DATASET ENTRIES ::

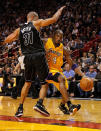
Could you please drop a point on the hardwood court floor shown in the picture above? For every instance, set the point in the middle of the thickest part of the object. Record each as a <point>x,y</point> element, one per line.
<point>88,118</point>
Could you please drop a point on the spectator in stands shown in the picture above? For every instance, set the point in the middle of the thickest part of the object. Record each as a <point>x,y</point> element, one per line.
<point>98,83</point>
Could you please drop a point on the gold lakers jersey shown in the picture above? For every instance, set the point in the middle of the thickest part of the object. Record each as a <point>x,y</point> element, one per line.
<point>54,55</point>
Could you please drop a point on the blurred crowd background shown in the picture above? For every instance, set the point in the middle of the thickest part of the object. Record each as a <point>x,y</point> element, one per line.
<point>81,25</point>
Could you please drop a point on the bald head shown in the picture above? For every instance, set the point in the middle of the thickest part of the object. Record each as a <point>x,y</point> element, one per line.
<point>32,16</point>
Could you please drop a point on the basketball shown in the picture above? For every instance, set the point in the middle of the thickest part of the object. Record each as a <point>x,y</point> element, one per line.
<point>86,84</point>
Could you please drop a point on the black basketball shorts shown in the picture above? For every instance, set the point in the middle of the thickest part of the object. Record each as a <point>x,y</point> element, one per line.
<point>36,65</point>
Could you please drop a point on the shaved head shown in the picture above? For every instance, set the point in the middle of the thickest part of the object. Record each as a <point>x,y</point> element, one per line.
<point>31,16</point>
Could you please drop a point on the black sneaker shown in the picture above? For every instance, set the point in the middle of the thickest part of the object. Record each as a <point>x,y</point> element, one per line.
<point>19,112</point>
<point>41,108</point>
<point>64,109</point>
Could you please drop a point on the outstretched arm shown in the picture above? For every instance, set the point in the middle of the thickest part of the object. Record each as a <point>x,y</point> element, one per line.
<point>71,63</point>
<point>12,37</point>
<point>49,21</point>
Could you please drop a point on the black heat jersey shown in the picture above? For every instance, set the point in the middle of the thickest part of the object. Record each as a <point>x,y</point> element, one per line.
<point>30,40</point>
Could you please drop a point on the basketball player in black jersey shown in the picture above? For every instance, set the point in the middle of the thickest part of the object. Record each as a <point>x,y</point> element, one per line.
<point>34,52</point>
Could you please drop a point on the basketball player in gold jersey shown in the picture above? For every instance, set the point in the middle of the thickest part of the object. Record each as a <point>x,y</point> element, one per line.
<point>34,52</point>
<point>54,53</point>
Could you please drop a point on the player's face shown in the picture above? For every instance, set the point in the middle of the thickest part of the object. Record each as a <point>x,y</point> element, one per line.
<point>58,38</point>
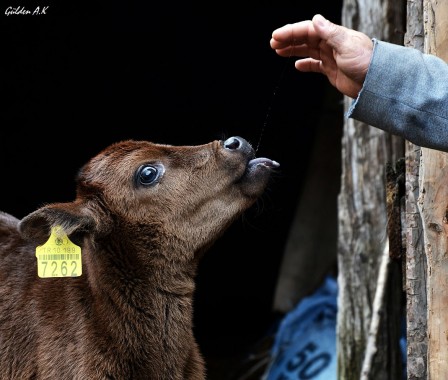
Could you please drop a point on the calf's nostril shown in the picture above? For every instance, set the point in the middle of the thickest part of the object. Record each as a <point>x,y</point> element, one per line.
<point>233,143</point>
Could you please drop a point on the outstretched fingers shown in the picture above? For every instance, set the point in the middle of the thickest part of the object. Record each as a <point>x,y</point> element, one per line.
<point>309,65</point>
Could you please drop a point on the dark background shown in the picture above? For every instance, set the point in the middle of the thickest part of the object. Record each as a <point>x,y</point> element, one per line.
<point>86,75</point>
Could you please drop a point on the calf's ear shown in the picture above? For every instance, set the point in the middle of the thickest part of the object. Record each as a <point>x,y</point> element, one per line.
<point>72,217</point>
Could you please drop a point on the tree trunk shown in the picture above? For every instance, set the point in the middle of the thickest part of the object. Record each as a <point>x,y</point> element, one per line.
<point>363,219</point>
<point>415,285</point>
<point>433,205</point>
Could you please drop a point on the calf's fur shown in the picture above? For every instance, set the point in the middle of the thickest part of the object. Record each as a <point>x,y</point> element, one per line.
<point>142,232</point>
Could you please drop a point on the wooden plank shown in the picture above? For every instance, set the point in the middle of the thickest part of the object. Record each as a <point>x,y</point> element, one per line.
<point>433,205</point>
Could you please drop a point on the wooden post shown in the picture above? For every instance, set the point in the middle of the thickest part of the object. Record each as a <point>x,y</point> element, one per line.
<point>363,218</point>
<point>433,205</point>
<point>415,269</point>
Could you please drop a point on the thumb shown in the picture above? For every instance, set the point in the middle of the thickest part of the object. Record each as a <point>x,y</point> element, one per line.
<point>334,35</point>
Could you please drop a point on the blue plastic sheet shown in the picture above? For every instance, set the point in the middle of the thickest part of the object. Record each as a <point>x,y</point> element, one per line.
<point>305,343</point>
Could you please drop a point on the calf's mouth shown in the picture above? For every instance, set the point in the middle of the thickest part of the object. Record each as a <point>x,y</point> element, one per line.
<point>258,169</point>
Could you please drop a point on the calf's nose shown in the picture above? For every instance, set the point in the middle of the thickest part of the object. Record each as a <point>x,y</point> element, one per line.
<point>238,144</point>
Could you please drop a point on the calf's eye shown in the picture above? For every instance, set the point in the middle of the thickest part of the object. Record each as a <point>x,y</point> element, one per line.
<point>148,174</point>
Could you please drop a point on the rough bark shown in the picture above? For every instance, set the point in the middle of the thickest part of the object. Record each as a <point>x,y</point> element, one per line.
<point>433,206</point>
<point>415,283</point>
<point>363,219</point>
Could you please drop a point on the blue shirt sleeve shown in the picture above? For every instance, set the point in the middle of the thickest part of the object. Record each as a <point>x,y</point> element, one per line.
<point>405,93</point>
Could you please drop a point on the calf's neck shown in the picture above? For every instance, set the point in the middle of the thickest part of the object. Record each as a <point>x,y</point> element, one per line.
<point>143,215</point>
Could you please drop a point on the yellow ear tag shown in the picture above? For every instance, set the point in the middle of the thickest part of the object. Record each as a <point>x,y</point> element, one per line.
<point>58,257</point>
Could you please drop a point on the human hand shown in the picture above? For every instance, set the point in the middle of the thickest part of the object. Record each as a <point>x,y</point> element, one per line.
<point>342,54</point>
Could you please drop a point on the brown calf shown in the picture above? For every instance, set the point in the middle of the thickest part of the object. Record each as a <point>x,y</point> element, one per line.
<point>143,216</point>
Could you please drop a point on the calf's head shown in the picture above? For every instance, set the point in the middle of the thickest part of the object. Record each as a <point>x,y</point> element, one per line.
<point>170,198</point>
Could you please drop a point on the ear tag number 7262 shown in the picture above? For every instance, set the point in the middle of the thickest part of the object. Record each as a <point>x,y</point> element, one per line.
<point>58,257</point>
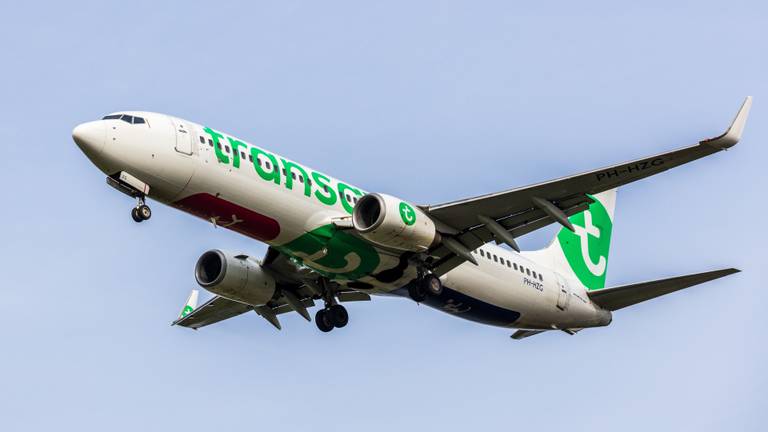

GOAL OF THE EXERCISE :: Leave out the pictures, and write out all the remaining data above exactly.

COMPLETED EXERCISE ::
Could you please drop a point on the hardwood court floor shown in the picture above? For every instance, set the point in the middle of the thickest part of the object. Record each as a <point>x,y</point> element, one per line.
<point>88,118</point>
Could you please drop a point on the spectator in stands shown in the picture above? For every instance, set the point in the middle of the thickest part of the object. Record each as a <point>x,y</point> element, one per line.
<point>98,83</point>
Could you please drop a point on the gold lakers jersey shown in the picture above? For every instance, set the point in the middle of the thickest part of the object. Record each as a <point>x,y</point> element, one per line.
<point>54,55</point>
Could you please drop a point on the blurred crowd background shown in the picture above? For every instance, set the point in the middle of the thickest part of the object. Record each as a <point>x,y</point> element, one per line.
<point>81,25</point>
Could you please drop a point on the bald head shown in the picture above? For every instance, set the point in the middle of the thickest part of the object. Record each as a <point>x,y</point> element, one per line.
<point>32,16</point>
Could you please drop a point on the basketball shown in the picture above? For every instance, set the point in the middle of the thickest part of the object. Record each as a <point>x,y</point> element, one per line.
<point>86,84</point>
Could you please drop a point on the black basketball shorts shown in the picture above? For every instance, set the point in the middle of the thickest part of the object. Record each as a <point>x,y</point> element, one per line.
<point>36,65</point>
Could you please drop a point on the shaved head shown in the picture above? For every instance, set the point in the middle of the thickest part of the object. Record each as a <point>x,y</point> element, one per line.
<point>31,16</point>
Could you please drop a point on the black sneaker shown in the picture above? For every instance, set the point in the middle of the thickest part of the object. Record each as a <point>x,y</point> element, one per line.
<point>19,112</point>
<point>41,108</point>
<point>64,109</point>
Could you please drop a point on the outstretched arm shown in the picture above? For every instance, set the point in the middle of the thickest part of the object. Record each as a <point>x,y</point> element, one per line.
<point>71,63</point>
<point>12,37</point>
<point>49,21</point>
Could you please drop a point on the black heat jersey shown in the picture above? For every instance, set the point in the middle of the thickest part of the object. Record each as a <point>x,y</point> element, one per line.
<point>30,40</point>
Could you please drop a point on the basketball player in black jersey shown in the picture above? For every instance, set the point in the middle of the thickest part of the object. Record each as a <point>x,y</point> element, one per line.
<point>34,52</point>
Could you please drop a point on the basketball player in gold jersey shown in the picture above? For every instance, set the point in the middle of the thickest part of the object. Record each as a <point>x,y</point> element, one per line.
<point>34,52</point>
<point>54,53</point>
Could you please drop a point on the player's face shown in the picture above? For every instance, set the point in the middle of the thickest part of the object. Record each as a <point>x,y</point> element, one per line.
<point>58,38</point>
Could you please drop a point on the calf's nostril shown in the picture above? For every instance, set the point in the middle of the thickest part of the object. Record each as a <point>x,y</point> element, one per line.
<point>233,143</point>
Could you please drop a point on the outstretched fingers shown in the picture above? For every instance, set the point in the middle of the thickest part of the object. Record each as a <point>x,y</point> element, one per line.
<point>309,65</point>
Could you please drop a point on the dark background shown in the picture above? For every instance, set the point in the middle of the thickest part of the object. Record each as a <point>x,y</point> element, one per line.
<point>86,75</point>
Could you please drop a point on the calf's ear shown in the picture above? For every instance, set the point in the middle of the thickest part of the object. Record each as a <point>x,y</point> element, one per line.
<point>72,217</point>
Could you please drop a point on the tree trunk shown in the picture above? For every instance, set the point in the middle of the thickest part of the object. Record each as a <point>x,y</point> element, one per line.
<point>363,219</point>
<point>415,285</point>
<point>433,205</point>
Could you please drop a point on the calf's fur shown in the picture above? For every instance, set the point in the middle of the thickest part of the object. Record each as a <point>x,y</point> element, one per line.
<point>142,232</point>
Could you please drop a point on the wooden plank shown in the picture above? For every instance, set the point in the middle of the thickest part of the object. Record each as a <point>x,y</point> element, one per line.
<point>433,205</point>
Could you please drop a point on the wooden post shown in the picture above? For every instance, set the point in the middle of the thickest part of the object. Record each as a <point>x,y</point> element, one per line.
<point>363,218</point>
<point>433,205</point>
<point>415,269</point>
Could you please drop a point on the thumb shown in the picture above? For every instance, set the point in the middle of the thickest part of the object. Record each as a <point>x,y</point> element, one per line.
<point>334,35</point>
Could you please drop a point on the blue plastic sheet shown in the picture above? For every instance, set the point in the middle of the thickest part of the object. Record each as a <point>x,y</point> element, one per line.
<point>305,343</point>
Could you please drop a point on the calf's mouth shown in the picture above? For every instance, set the point in the middle of the thickest part of the object. Record each as a <point>x,y</point> element, one per line.
<point>258,169</point>
Could you please drop a point on the calf's nose shown in the picture above? For every instance, set the point in the middle of the thickest part of the object. Record each as a <point>x,y</point> element, one per line.
<point>238,144</point>
Could you please drop a point on the calf's eye shown in the picture above? For every instance, set the point in the middle of the thickest part of the object. Record each as a <point>x,y</point> element, one per line.
<point>148,174</point>
Could you please drop a point on the rough bark shown in the picture above? For every instance, set the point in the middle of the thickest part of the object. Record each as a <point>x,y</point> element, one per line.
<point>433,206</point>
<point>415,283</point>
<point>363,219</point>
Could you please drop a point on the blue shirt sleeve shown in the picture above? For every instance, set the point in the middle of the thickest part of the object. Record each as a <point>x,y</point> element, one per line.
<point>405,93</point>
Could you please drop a point on the calf's neck shown in the picture above? For every instance, set the point in the middle of the thickest part of the object. Record each as a <point>x,y</point> element, one per line.
<point>143,215</point>
Could you please drop a point on the yellow ear tag shown in the picture above? For every instance, set the point in the middle of the thickest part of the object. Record each as a <point>x,y</point> element, one per line.
<point>58,257</point>
Could you please drop a point on the human hand shown in the picture above? For every instance, set the point in the middle of the thickest part of the object. Record each as a <point>x,y</point> element, one per line.
<point>342,54</point>
Could you please drop a point on the brown calf shown in the picture above? For every instance, set the point in the middle of the thickest part of the object. Record each as a <point>x,y</point> element, one per line.
<point>143,216</point>
Could you please drop a point on the calf's head shown in the picture above? For every instance, set the point in the middle of the thickest part of the object. Record each as a <point>x,y</point> element, one per line.
<point>170,198</point>
Could you please drop a point on the ear tag number 7262 shown in the picture above? For every instance, set the point in the middle of the thickest part of the object. Record each as a <point>x,y</point> element, one per line.
<point>58,257</point>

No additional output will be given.